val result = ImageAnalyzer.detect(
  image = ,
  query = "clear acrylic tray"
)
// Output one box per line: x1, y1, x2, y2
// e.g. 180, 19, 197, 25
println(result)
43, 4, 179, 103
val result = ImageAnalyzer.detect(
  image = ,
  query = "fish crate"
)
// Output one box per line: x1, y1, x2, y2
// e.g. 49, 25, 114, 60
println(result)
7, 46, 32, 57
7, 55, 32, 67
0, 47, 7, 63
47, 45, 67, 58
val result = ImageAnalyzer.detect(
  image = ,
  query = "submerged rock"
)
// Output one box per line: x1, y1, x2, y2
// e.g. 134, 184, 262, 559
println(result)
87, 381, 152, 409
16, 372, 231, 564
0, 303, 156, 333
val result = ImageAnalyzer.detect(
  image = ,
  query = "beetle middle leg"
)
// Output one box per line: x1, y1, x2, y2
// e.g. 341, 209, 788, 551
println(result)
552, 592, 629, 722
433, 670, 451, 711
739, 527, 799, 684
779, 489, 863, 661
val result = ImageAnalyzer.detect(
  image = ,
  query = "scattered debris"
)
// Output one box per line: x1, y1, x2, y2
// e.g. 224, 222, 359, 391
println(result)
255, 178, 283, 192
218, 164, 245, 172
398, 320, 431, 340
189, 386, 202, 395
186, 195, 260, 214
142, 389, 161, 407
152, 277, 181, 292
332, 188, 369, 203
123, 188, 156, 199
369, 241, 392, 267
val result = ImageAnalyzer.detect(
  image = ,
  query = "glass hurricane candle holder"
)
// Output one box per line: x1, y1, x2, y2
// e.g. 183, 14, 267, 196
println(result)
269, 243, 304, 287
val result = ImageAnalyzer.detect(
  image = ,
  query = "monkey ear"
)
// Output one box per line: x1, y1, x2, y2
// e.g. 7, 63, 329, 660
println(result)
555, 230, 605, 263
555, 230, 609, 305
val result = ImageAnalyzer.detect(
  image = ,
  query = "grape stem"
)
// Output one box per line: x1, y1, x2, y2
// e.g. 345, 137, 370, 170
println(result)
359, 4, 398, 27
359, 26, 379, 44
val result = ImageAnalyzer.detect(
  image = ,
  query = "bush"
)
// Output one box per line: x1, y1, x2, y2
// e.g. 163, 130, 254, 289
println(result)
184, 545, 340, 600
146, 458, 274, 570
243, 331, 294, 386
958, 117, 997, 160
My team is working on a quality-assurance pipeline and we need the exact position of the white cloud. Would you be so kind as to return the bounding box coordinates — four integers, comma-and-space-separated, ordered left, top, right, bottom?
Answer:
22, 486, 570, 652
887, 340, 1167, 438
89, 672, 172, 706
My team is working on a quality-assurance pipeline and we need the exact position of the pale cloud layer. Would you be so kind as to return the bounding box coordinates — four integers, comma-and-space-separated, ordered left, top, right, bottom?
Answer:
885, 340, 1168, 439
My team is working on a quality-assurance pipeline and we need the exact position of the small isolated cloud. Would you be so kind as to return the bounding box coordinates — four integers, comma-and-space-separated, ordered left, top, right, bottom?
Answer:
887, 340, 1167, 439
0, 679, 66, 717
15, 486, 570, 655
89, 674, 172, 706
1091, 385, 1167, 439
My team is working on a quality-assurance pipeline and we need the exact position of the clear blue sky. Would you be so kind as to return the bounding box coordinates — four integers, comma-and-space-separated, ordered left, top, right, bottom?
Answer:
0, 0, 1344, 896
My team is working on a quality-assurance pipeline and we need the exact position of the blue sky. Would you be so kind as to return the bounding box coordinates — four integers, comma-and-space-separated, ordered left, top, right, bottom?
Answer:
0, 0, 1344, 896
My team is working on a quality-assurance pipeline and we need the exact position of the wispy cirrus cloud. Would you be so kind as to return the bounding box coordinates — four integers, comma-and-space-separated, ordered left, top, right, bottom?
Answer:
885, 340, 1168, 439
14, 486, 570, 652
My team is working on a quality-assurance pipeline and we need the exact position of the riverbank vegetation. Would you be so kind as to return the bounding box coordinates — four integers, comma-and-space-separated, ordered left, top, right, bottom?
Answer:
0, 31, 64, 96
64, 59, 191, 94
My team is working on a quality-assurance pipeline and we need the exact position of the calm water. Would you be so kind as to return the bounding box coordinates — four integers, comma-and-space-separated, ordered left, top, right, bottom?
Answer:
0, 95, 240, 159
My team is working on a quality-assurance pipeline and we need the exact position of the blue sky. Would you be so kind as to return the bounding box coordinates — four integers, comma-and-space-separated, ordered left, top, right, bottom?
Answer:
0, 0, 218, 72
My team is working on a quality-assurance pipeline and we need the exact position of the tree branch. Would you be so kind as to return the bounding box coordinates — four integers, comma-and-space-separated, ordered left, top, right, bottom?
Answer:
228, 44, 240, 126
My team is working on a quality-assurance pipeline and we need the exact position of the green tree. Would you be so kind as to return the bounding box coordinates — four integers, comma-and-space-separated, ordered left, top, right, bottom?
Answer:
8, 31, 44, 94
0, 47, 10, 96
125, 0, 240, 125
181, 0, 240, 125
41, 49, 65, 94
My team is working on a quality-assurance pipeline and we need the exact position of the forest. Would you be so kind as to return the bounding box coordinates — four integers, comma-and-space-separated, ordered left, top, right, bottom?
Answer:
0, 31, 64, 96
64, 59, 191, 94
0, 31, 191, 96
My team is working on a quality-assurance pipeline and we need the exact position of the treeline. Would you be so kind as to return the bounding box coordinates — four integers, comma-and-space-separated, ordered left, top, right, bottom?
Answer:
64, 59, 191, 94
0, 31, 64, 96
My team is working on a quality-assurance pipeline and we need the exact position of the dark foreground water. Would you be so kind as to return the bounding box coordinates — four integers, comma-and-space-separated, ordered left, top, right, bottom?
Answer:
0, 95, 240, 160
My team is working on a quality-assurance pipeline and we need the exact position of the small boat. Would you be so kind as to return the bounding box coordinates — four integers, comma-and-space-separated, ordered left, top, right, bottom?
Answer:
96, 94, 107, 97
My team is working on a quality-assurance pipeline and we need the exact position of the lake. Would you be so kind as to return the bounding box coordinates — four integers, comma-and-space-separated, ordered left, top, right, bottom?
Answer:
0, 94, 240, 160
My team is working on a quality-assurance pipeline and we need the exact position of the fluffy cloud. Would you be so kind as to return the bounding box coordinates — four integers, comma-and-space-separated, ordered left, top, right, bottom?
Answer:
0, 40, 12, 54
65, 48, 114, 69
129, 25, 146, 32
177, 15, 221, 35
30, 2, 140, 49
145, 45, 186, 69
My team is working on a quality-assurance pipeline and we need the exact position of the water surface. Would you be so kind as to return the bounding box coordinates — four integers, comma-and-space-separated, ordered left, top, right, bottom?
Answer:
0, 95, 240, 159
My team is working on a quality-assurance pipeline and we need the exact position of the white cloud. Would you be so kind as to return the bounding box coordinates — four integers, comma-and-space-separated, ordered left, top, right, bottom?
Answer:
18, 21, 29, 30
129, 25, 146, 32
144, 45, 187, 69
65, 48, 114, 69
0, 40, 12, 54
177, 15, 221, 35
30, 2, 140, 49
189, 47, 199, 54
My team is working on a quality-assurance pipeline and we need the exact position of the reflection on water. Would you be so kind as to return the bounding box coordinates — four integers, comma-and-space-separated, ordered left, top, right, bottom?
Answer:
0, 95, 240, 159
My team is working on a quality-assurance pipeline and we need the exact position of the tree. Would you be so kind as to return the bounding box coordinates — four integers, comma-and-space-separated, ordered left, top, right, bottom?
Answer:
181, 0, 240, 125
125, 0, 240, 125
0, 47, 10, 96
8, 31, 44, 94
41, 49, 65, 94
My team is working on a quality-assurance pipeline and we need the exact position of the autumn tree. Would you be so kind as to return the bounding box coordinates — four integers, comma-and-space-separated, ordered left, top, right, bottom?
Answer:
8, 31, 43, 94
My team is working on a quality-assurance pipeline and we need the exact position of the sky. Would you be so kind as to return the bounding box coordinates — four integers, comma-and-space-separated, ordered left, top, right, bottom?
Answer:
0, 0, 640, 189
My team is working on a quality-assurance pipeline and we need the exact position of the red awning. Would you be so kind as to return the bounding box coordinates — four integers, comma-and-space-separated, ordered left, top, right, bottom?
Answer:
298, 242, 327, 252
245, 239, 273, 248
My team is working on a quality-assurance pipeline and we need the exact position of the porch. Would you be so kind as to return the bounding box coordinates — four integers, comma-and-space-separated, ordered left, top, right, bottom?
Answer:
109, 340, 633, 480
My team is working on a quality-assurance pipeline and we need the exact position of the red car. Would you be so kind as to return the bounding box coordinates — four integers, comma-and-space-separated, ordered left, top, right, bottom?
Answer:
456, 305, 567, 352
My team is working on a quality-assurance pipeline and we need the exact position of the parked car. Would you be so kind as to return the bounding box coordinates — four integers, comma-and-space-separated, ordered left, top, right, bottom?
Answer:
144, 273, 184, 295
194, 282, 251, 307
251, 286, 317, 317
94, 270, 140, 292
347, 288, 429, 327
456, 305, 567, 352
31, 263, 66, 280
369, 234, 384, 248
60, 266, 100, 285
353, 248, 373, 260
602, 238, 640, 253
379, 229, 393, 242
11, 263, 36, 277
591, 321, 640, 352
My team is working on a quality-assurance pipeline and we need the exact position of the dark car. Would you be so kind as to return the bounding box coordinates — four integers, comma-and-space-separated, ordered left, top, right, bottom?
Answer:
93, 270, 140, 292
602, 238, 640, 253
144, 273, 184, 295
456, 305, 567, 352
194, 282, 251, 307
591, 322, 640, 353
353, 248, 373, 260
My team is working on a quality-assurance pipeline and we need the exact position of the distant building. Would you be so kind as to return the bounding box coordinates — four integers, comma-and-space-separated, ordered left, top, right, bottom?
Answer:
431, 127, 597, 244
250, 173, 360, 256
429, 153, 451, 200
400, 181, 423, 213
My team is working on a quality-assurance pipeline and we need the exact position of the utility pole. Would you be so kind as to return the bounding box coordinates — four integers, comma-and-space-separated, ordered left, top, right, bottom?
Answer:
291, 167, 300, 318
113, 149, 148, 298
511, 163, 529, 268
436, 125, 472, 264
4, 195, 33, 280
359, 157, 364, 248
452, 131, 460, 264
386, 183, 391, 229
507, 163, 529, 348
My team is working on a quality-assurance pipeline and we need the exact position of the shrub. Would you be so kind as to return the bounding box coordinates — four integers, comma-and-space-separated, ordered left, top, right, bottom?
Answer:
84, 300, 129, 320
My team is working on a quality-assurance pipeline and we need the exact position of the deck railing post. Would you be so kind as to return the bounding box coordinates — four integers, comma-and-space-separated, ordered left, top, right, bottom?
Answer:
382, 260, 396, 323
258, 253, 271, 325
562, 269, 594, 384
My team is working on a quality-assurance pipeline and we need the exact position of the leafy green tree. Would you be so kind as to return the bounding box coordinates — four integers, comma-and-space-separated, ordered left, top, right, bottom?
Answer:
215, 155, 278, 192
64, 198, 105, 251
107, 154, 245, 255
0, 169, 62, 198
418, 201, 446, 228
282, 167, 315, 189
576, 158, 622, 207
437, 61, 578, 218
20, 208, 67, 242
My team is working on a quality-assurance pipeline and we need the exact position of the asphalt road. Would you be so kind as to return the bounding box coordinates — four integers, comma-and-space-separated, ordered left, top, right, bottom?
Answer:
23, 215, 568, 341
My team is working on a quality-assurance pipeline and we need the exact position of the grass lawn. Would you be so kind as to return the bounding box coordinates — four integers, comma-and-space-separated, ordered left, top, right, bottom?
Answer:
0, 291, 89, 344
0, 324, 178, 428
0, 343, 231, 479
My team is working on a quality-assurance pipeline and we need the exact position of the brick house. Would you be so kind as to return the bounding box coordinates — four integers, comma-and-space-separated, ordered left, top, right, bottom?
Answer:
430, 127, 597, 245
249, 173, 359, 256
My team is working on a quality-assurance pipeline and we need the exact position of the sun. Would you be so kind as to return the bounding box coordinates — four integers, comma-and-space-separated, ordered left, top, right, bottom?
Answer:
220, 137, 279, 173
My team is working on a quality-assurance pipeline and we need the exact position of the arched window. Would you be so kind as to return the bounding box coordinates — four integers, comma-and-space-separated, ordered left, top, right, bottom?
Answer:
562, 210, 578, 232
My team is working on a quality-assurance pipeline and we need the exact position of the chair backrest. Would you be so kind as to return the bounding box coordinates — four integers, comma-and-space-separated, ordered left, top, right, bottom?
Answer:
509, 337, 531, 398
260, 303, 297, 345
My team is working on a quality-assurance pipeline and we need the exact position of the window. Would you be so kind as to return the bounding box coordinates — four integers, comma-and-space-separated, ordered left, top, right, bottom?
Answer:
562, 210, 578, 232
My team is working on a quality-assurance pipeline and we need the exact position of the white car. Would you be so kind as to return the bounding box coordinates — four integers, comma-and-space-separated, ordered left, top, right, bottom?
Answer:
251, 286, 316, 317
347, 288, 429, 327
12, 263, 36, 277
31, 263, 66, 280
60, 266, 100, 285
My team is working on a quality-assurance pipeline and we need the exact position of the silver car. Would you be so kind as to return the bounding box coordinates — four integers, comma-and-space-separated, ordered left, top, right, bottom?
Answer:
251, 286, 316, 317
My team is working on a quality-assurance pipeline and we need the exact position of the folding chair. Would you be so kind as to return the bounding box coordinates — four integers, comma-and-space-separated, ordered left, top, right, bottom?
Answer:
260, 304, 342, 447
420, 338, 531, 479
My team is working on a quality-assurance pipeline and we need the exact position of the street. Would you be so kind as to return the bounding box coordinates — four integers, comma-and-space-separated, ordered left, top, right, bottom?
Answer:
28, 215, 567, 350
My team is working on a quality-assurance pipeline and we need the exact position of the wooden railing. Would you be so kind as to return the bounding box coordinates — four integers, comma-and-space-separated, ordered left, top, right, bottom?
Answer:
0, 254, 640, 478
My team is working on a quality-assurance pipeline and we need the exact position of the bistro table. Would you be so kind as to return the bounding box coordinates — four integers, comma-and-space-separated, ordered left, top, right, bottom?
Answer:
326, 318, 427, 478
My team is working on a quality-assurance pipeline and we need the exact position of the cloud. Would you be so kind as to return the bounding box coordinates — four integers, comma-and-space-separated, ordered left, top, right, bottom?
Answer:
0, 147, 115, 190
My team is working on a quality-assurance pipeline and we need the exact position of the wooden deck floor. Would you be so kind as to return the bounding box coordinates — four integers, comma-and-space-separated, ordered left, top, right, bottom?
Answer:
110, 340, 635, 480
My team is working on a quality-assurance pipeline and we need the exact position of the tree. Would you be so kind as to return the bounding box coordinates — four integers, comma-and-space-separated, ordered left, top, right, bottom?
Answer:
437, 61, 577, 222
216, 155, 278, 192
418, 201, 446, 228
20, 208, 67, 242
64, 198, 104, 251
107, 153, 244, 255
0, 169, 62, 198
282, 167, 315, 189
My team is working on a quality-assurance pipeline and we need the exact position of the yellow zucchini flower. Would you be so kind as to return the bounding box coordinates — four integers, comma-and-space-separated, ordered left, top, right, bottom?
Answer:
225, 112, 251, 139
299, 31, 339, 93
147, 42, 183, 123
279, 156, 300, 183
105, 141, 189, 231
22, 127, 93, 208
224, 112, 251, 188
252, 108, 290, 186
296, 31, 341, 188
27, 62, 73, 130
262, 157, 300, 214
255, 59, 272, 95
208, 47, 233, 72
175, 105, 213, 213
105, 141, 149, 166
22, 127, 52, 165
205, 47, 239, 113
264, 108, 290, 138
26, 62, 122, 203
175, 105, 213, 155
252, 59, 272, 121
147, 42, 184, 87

__________

**THE TASK:**
Recast everything from the first line of the entries down to and including the line that contains "47, 45, 67, 58" as a numbered list, leaving out any blank lines.

**RESULT:**
1. val result = ImageAnalyzer.detect(
2.   image = ,
3.   query = "clear acrylic tray"
4. )
5. // Output one box per line: x1, y1, x2, y2
6. // e.g. 180, 19, 197, 25
7. println(result)
8. 43, 4, 179, 103
9. val result = ImageAnalyzer.detect(
10.   image = ,
11.   query = "fish crate"
12. )
13. // Output one box per line: x1, y1, x2, y2
14. // e.g. 49, 25, 114, 60
15. println(result)
16. 7, 46, 32, 57
17. 7, 55, 32, 67
18. 0, 47, 7, 63
19. 47, 45, 67, 58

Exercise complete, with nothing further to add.